5.1    Proposed Procedure
After having determined the domain of interest (e.g., the domain of shapes), one
first needs to acquire a data set of stimuli from this domain (e.g., ShapeNet [5]).
This data set should cover a wide variety of stimuli and it should be large enough
for applying machine learning algorithms. Using the whole data set with thou-
sands of stimuli in a psychological experiment is unfeasible in practice. Therefore,
a relatively small, but still sufficiently representative subset of these stimuli needs
to be selected for the elicitation of human similarity ratings.
    This subset of stimuli is then used in a psychological study where similarity
judgments by humans are obtained, using one of the techniques described in
Section 3. The choice of the data collection method usually depends on the type
of stimuli, the size of the data set and the aims of the study. Choosing the right
method is crucial for the quality of the resulting space [23].

**DATA ENTRIES:**
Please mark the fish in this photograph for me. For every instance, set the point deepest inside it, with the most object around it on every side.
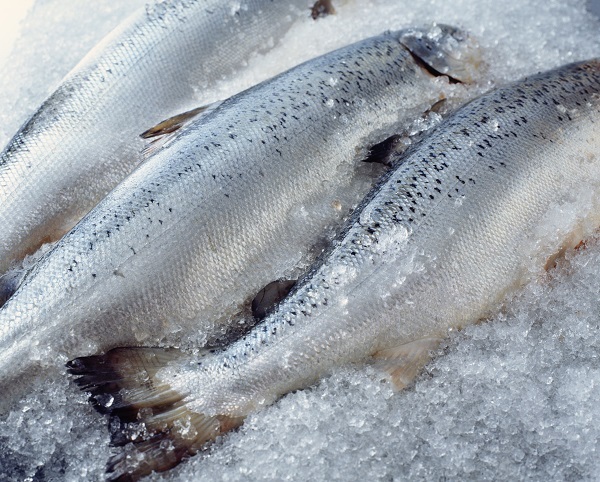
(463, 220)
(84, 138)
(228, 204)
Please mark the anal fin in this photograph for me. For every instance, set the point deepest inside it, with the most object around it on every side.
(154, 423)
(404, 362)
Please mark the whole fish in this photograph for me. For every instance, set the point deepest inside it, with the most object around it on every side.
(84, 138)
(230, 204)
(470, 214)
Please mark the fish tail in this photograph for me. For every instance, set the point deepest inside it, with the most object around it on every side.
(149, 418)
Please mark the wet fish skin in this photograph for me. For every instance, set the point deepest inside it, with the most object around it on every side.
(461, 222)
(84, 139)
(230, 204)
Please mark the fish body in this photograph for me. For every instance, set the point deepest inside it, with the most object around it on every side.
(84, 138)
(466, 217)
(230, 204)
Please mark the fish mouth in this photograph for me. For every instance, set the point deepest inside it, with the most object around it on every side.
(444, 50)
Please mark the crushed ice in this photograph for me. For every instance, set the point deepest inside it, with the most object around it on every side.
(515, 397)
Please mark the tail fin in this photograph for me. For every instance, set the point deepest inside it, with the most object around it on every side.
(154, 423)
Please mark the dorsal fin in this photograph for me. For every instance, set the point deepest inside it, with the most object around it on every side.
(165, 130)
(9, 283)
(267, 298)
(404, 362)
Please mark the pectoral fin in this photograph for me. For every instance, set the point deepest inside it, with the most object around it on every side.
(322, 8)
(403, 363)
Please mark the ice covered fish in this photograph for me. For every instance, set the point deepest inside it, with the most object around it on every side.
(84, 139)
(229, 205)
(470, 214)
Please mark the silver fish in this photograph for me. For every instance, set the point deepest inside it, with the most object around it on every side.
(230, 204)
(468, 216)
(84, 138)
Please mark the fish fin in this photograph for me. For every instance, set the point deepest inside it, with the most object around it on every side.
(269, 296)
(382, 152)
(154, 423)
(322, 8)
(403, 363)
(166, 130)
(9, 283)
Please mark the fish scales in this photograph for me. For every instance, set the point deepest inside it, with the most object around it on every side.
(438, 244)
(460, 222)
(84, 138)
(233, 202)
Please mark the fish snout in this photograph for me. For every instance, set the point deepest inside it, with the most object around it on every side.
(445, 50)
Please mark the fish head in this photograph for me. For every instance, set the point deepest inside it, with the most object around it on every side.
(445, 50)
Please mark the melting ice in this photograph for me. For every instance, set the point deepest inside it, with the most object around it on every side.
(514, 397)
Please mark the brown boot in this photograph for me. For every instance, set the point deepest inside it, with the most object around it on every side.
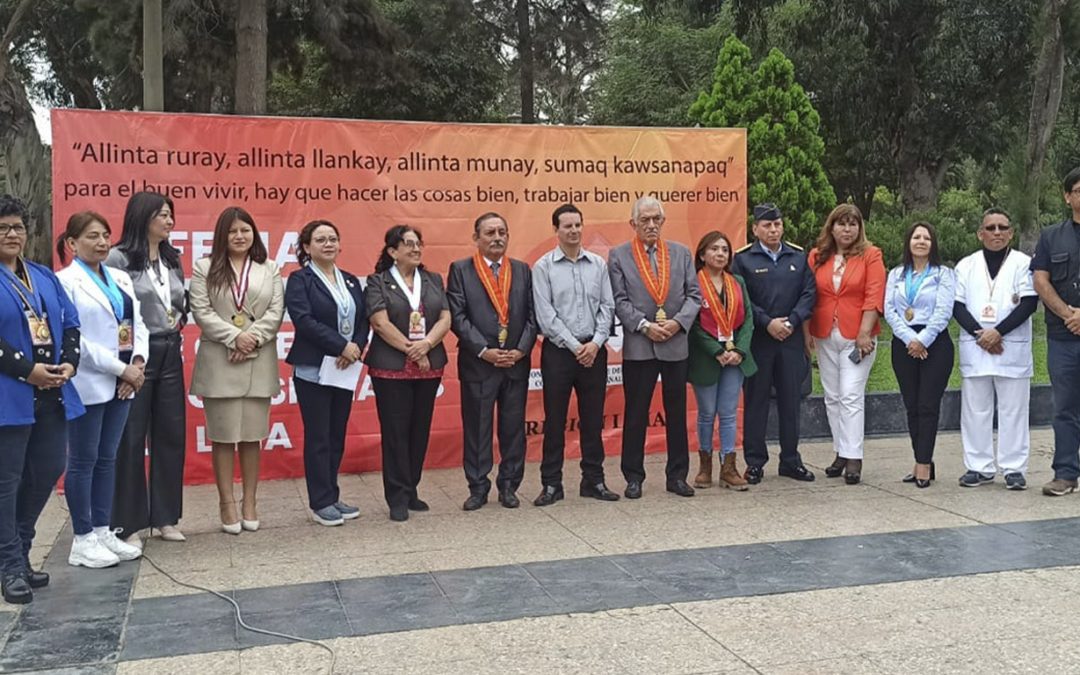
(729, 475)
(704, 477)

**GIVEN INSTRUCTION:** Pick up the passage on collecting human similarity ratings after its last sentence and keep writing it. The material has nothing to do with the passage on collecting human similarity ratings.

**WRITTEN RESPONSE:**
    One can now apply MDS to the collected similarity judgments in order to
extract a spatial representation of the underlying domain. As stated in Section
3, one needs to select the optimal number of dimensions – either based on prior
knowledge or by manually optimizing the trade-off between high representational
accuracy and a low number of dimensions. From a machine learning perspective,
the stimulus-point mappings obtained from MDS can be interpreted as labeled
training instances: The stimulus is identified with the input vector and the point
in the MDS space is used as its label.
    Now an ANN can be trained to map from stimuli (e.g., images) to points in
the MDS space. As the number of stimulus-point pairs is quite low for a machine
learning problem, one needs to introduce an additional training objective (e.g.,
minimizing the reconstruction error on the full data set) to avoid overfitting and
to ensure that the network is able to generalize to unseen inputs.
    If training the ANN is successful, then it has learned a mapping from stimuli
to points in the conceptual space. While MDS only maps from a fixed set of
stimuli to points in the conceptual space, the ANN is expected to generalize this
mapping to previously unseen stimuli. Moreover, as psychologically derived data
was used to train the network, it can claim at least some psychological validity.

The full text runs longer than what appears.